What the task asks — Please repeat all of the lines that follow, exactly as written.

□ □ □ □

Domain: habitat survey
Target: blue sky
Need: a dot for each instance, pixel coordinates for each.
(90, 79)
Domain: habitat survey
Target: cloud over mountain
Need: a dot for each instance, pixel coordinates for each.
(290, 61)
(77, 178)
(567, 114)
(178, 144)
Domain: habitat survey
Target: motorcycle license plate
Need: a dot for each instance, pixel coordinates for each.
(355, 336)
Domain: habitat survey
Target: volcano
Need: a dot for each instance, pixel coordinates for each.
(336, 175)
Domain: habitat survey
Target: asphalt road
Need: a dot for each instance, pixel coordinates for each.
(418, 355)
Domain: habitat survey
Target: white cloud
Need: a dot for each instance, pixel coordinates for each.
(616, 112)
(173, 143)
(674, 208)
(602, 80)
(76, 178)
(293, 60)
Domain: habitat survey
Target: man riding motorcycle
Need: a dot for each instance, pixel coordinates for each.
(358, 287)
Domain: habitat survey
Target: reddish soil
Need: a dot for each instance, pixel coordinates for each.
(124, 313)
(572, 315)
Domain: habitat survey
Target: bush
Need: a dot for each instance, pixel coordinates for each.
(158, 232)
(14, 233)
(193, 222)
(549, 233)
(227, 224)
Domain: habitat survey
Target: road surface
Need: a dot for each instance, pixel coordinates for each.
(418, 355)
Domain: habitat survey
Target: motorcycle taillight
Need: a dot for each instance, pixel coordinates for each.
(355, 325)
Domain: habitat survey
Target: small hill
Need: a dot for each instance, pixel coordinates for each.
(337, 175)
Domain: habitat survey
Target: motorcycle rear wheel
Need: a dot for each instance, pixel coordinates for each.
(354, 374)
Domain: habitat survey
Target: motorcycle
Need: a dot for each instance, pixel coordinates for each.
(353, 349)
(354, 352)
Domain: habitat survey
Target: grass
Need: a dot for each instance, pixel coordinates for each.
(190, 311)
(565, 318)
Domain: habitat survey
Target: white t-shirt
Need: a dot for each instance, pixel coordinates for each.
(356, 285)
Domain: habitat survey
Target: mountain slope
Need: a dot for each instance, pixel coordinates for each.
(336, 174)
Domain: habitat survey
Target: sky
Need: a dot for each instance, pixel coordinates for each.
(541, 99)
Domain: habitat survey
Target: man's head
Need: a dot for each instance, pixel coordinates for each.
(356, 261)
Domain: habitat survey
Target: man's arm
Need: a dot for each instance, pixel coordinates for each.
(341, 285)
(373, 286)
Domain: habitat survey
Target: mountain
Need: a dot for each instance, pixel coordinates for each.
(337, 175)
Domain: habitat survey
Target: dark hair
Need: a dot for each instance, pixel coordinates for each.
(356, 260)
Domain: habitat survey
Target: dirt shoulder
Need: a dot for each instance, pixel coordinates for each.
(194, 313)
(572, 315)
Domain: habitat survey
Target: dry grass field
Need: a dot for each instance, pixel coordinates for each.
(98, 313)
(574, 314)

□ □ □ □

Exercise solution —
Domain: habitat survey
Target: blue sky
Need: a dot for each instance, pixel coordinates for each.
(90, 79)
Domain: habitat survey
Target: cloud over mountain
Need: a dot for each instance, pixel coordinates for each.
(290, 61)
(77, 178)
(567, 114)
(178, 144)
Domain: habitat survey
Target: motorcycle license plate
Need: a dot for each instance, pixel coordinates for each.
(355, 336)
Domain: habitat survey
Target: volcano
Need: a dot for each instance, pixel coordinates for each.
(336, 175)
Domain: habitat survey
Target: asphalt road
Need: a dot for each instance, pixel coordinates for each.
(418, 355)
Domain: habitat survey
Target: white cloud
Need: a dot for each instance, pixel coordinates for each.
(616, 112)
(173, 143)
(674, 208)
(602, 80)
(76, 178)
(293, 60)
Domain: habitat survey
Target: man riding motorcycle
Need: a dot for each instance, pixel coordinates for each.
(358, 287)
Domain: habitat survey
Target: reddish soil
Need: a dot for each instance, pixel coordinates for each.
(124, 313)
(572, 315)
Domain: habitat survey
Target: bush
Need: a dot for each instance, pixel coordinates for each.
(158, 232)
(14, 233)
(193, 222)
(549, 233)
(227, 224)
Domain: habitat survey
Target: road surface
Need: a dot for each instance, pixel coordinates for each.
(418, 355)
Domain: habitat survey
Target: motorcycle taillight
Need: a dot for each instance, pixel coordinates for each.
(355, 325)
Domain: habitat survey
Target: small hill
Need: a dot for each instance, pixel coordinates for each.
(337, 175)
Domain: habitat survey
Target: motorcycle rear wheel
Need: a dot for each instance, pixel coordinates for each.
(354, 374)
Domain: habitat survey
Target: motorcycle
Need: a dot for each instance, pixel coordinates for each.
(353, 349)
(354, 352)
Domain: habitat survey
Target: grass
Need: a dot for each instance, pixel coordinates for each.
(190, 311)
(565, 318)
Domain: habitat survey
Target: white t-shirt
Need: a dot for each instance, pixel coordinates for each.
(356, 285)
Domain: habitat survey
Target: mountain slope
Need: a dot for each instance, pixel coordinates for each.
(336, 174)
Domain: habitat survey
Target: sky
Need: a dot for each instance, pixel coordinates for each.
(541, 99)
Domain: habitat survey
Target: man's head
Need: a dot for each instance, pixel coordinates for each.
(356, 261)
Domain: habitat survey
Target: man's arm
Need: a dot for each instance, pixel coordinates for each.
(341, 285)
(373, 286)
Domain: habitat survey
Target: mountain
Need: a dot for each instance, pixel coordinates for each.
(337, 175)
Domain: habitat survey
Target: dark hair
Need: a dot for each instance, pixel coordinates for each.
(356, 260)
Domain: habitat survey
Target: dirt shoulder
Need: a dot for each instance, pixel coordinates for each.
(194, 313)
(572, 315)
Domain: habitat survey
Target: dry grass field
Need: a dot for each instance, pixel coordinates for each.
(98, 313)
(574, 314)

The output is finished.